Exercise description:
Leaving every image behind, reproduce the records word for word.

** Stored data follows **

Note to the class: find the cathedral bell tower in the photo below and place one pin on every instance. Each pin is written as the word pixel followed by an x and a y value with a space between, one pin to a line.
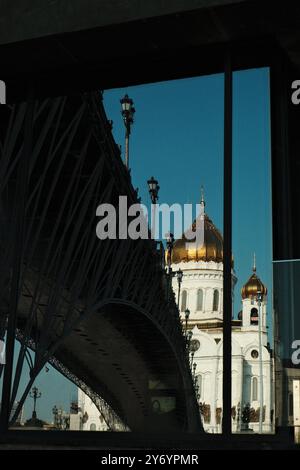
pixel 254 300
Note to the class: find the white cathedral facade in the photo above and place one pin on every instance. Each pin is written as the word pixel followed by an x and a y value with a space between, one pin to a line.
pixel 201 311
pixel 201 299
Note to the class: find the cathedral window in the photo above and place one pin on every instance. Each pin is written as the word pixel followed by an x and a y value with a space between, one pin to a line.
pixel 183 300
pixel 254 389
pixel 200 300
pixel 216 301
pixel 254 316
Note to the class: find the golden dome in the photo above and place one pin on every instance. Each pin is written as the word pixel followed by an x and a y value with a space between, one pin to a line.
pixel 253 286
pixel 210 250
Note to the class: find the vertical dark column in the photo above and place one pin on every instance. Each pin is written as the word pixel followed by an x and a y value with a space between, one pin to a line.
pixel 19 220
pixel 227 301
pixel 285 125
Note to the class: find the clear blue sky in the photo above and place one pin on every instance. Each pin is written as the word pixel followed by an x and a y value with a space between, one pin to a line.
pixel 178 138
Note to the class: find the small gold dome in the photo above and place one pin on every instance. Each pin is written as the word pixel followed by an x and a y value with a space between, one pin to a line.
pixel 253 286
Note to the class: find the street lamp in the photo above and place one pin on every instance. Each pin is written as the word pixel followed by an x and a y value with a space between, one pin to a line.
pixel 55 413
pixel 170 243
pixel 127 111
pixel 261 398
pixel 186 316
pixel 179 280
pixel 153 190
pixel 35 394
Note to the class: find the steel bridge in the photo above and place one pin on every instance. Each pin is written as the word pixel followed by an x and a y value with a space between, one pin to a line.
pixel 66 48
pixel 100 311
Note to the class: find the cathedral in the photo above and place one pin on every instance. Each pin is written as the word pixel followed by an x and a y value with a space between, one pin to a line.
pixel 201 304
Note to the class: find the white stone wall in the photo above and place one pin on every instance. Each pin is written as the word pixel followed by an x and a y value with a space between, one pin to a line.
pixel 208 276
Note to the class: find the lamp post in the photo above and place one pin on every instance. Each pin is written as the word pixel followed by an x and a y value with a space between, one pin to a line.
pixel 261 388
pixel 188 338
pixel 179 280
pixel 35 394
pixel 55 413
pixel 127 111
pixel 153 190
pixel 186 316
pixel 170 243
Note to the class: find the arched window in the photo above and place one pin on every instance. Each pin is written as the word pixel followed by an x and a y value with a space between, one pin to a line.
pixel 183 300
pixel 216 301
pixel 254 316
pixel 254 389
pixel 200 299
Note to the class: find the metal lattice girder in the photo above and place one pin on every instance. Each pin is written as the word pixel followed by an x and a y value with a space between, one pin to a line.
pixel 69 281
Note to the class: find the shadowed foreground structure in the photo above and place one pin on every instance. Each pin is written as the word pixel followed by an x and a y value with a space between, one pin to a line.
pixel 99 310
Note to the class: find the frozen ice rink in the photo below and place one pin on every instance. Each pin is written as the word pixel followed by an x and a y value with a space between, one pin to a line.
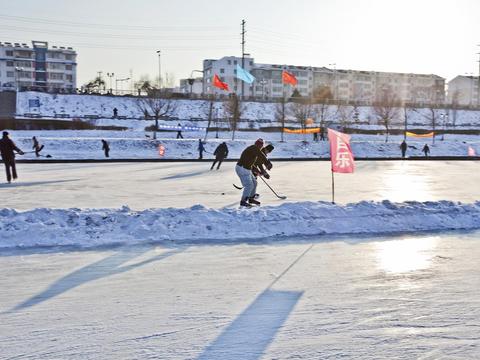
pixel 321 297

** End of Stored data **

Solution to this task:
Note to the class: find the cathedral bell tower in the photo below and place one pin on every instance. Each pin is written as the word pixel followed by an x and a y value with a space between, one pin to a line.
pixel 254 300
Note to the class: find the white cathedral facade in the photo above and place one pin on every instance. Each pin is written as the word pixel followed by an x and a y value with a space between, one pin to a line.
pixel 201 311
pixel 201 299
Note to the class: find the cathedral window in the photo above and place one pin on every instance. Each pin is written as the word pixel followed by an x and a y value with a space between, one pin to a line.
pixel 183 300
pixel 254 389
pixel 200 300
pixel 216 301
pixel 254 316
Note to the class: find the golden dome in the photo above and place one pin on every instance. Each pin is written as the word pixel followed by an x and a y value with a space between, one pin to a line.
pixel 253 286
pixel 210 250
Note to the class: find the vertical dark column in the photo above and place one pin on every instance. Each pin is written as the word pixel followed by an x and a y value with a space between, one pin to a line.
pixel 19 220
pixel 227 301
pixel 285 125
Note to the class: find the clear blue sky in the photo above and place one pin on every instance. Each pin is written as the word pixel followed by an x and a y value with a space between, one pin to a line.
pixel 178 138
Note to the class: find the small gold dome in the photo above and place one pin on every instance. Each pin is written as the word pixel followed by an x and a y value with a space between, one pin to a line.
pixel 253 286
Note to the class: find the street lamp in the photo above and place one pin on every instance. Each pin is written as the word pixel followed by an x and a y value with a space between, one pin to a line.
pixel 55 413
pixel 170 243
pixel 127 111
pixel 261 398
pixel 186 316
pixel 179 280
pixel 153 190
pixel 35 394
Note to the class: find the steel bridge in the photo above and place one pin on every instance. Each pin is written as the word pixel followed by an x and a y value with a space between, one pin to a line.
pixel 66 48
pixel 100 311
Note to the class: find the cathedral in the photo above and place one pin on every instance. Each pin is written as the word pixel followed by an x and a y value with a space between, one pin to a line.
pixel 201 304
Note to the class: find the white stone wall in the photo above and place one pin on every instance. Each pin is written as the word pixel followed by an x and a y value with a space between, one pin to a line.
pixel 208 276
Note to the class: find the lamp post in the photo above and place one pin on every instance. Each pin is written as the word pixel followed by an x and a y value with a space between, one pin to a line.
pixel 261 388
pixel 188 338
pixel 179 280
pixel 35 394
pixel 55 413
pixel 127 111
pixel 153 190
pixel 186 316
pixel 170 243
Note to the class: find the arched window in the photo above and place one pin on every instance. Each pin is written as the word pixel followed by an x and a y value with a space between, one pin to a line.
pixel 183 300
pixel 216 301
pixel 254 316
pixel 254 389
pixel 200 299
Note to the class: find the metal lattice girder in the photo above and place one pin on every instance. Each pin is written as the word pixel followed by an x and a y value with a space between, one pin to a line.
pixel 69 281
Note to the class: find the shadowed foreground structure in the photo above and place one pin on every instance. Each pin is written as the word pixel followed by an x and a y value with a space between, one pin to a line.
pixel 99 310
Note to the class: find the frozen ice rink in the photo below and place one pin on every instance. Each pin is written as the word pixel followed by an x and a y value with a space between, one pin to a line.
pixel 321 297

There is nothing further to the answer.